TASK DESCRIPTION » All of the entries are to be written out again verbatim.

THE DATA »
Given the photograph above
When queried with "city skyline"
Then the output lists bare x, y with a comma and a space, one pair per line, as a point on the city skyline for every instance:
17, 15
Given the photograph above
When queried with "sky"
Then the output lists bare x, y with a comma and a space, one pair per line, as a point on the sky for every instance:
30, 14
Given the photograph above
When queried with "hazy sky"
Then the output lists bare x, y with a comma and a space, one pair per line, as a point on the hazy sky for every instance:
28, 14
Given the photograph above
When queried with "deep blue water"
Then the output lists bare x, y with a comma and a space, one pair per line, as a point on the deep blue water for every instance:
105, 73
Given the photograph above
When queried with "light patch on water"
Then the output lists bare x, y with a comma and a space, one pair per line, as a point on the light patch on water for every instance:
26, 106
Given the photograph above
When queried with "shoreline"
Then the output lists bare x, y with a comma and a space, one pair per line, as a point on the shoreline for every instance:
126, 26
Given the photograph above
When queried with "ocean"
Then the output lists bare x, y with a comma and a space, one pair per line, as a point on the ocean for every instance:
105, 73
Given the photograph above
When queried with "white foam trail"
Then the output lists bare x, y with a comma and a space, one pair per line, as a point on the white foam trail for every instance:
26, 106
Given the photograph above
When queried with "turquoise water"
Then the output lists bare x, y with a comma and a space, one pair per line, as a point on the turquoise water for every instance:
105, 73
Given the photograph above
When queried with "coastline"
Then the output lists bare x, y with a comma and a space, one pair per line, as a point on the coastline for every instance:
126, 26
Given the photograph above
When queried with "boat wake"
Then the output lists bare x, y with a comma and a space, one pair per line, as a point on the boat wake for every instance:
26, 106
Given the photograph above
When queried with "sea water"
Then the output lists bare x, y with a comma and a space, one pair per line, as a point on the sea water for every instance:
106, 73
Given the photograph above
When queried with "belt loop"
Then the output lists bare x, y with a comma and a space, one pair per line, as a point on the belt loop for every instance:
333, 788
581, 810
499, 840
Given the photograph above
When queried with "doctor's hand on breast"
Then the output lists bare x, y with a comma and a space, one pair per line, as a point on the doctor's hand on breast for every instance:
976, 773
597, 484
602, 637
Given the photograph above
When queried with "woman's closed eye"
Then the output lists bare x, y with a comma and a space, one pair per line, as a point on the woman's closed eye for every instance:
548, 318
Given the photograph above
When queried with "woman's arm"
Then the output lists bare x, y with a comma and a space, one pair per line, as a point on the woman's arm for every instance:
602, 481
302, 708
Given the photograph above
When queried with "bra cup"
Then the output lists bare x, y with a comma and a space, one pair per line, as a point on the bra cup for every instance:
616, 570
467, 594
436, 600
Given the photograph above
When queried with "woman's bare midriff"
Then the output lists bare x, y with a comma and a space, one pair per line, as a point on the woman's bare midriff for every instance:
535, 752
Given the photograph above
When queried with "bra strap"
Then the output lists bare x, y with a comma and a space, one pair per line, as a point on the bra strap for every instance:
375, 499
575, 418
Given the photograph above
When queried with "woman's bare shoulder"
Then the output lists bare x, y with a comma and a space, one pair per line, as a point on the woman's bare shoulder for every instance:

ANSWER TO THE PROBLEM »
Given the photograph above
When queried with "city skyline"
Then the output lists bare x, y with a comma and a space, one pair per line, as a point on the city skyline for every instance:
17, 15
Given the photograph above
When queried with "sky"
Then the output lists bare x, y with a comma and a space, one pair per line, as a point on the sky for every instance:
30, 14
Given the photograph above
When queried with "hazy sky"
Then the output lists bare x, y with a comma and a space, one pair per line, as a point on the hazy sky for every instance:
28, 14
Given the photograph above
When queried with "deep blue water"
Then the output lists bare x, y with a comma and a space, one pair per line, as a point on the deep blue water for every instance:
105, 73
Given the photograph above
When queried with "light patch on water"
Then the output lists bare x, y with a comma and a space, one pair per line, as a point on the light patch on water for every instance:
26, 106
Given the photograph above
When queried with "shoreline"
Then the output lists bare x, y with a comma and a space, one pair per line, as a point on the shoreline for every instance:
126, 26
Given the photograph above
When queried with "ocean"
Then the output lists bare x, y with a comma and a space, one pair per line, as a point on the ocean for every instance:
105, 73
Given the photograph above
When queried with "white foam trail"
Then the output lists bare x, y with a comma and a space, one pair per line, as a point on the white foam trail for every instance:
26, 106
Given the photograph above
When queried with "turquoise water"
Then the output lists bare x, y with a comma and a space, one pair per line, as a point on the turquoise water for every instance:
105, 73
Given the photograph above
When queried with "coastline"
Then the output lists bare x, y with a comma and a space, one pair per line, as a point on the coastline for every instance:
126, 26
Given the photograph above
When queried with "boat wake"
Then the output lists bare x, y with a comma and a space, one pair per line, as a point on the boat wake for every instance:
26, 106
Given the photograph above
When queried with "sea water"
Then the output lists bare x, y with a comma and a space, one pair per line, as a point on the sea water for every instance:
106, 73
Given the photograph above
When queried with "belt loop"
Then the output lists bare x, y with a comma and a space, one pair per line, as a point on the belt loop for every instance:
333, 788
581, 810
499, 840
Given the photograph above
When queried with "doctor's hand on breast"
Then the output lists bare x, y with a comma and a space, one pair per line, as a point on the doctor's hand on breast for every instance:
976, 773
597, 484
602, 637
Given the photograph above
When queried with "woman's closed eye"
Then the output lists bare x, y with a comma and a space, one pair per line, as a point on the woman's closed eye for every instance:
548, 318
Given the photograph above
When queried with "woman's arm"
Then the output lists bare x, y with a comma and a space, one pair per line, as a point on the woman's arm for every instance:
602, 481
302, 708
Given the photograph above
When queried with "bra cup"
Then the output lists bare x, y with a comma and a space, one pair per line, as a point on the bra cup for every instance:
616, 570
467, 594
436, 600
Given the photograph above
When queried with "woman's bare midriff"
Then the output lists bare x, y with a comma and a space, one pair per line, as a point on the woman's bare midriff for every instance:
535, 752
Given the photograph above
When queried with "bra strap"
Then the output lists bare x, y with a comma and a space, one pair per line, as a point on the bra strap for every instance:
375, 499
575, 418
Given the photograph above
When queried with "woman's bare shoulder"
Then the output lists bare x, y with a comma and a space, one pair per line, as a point on the woman's bare shoulder for every instance:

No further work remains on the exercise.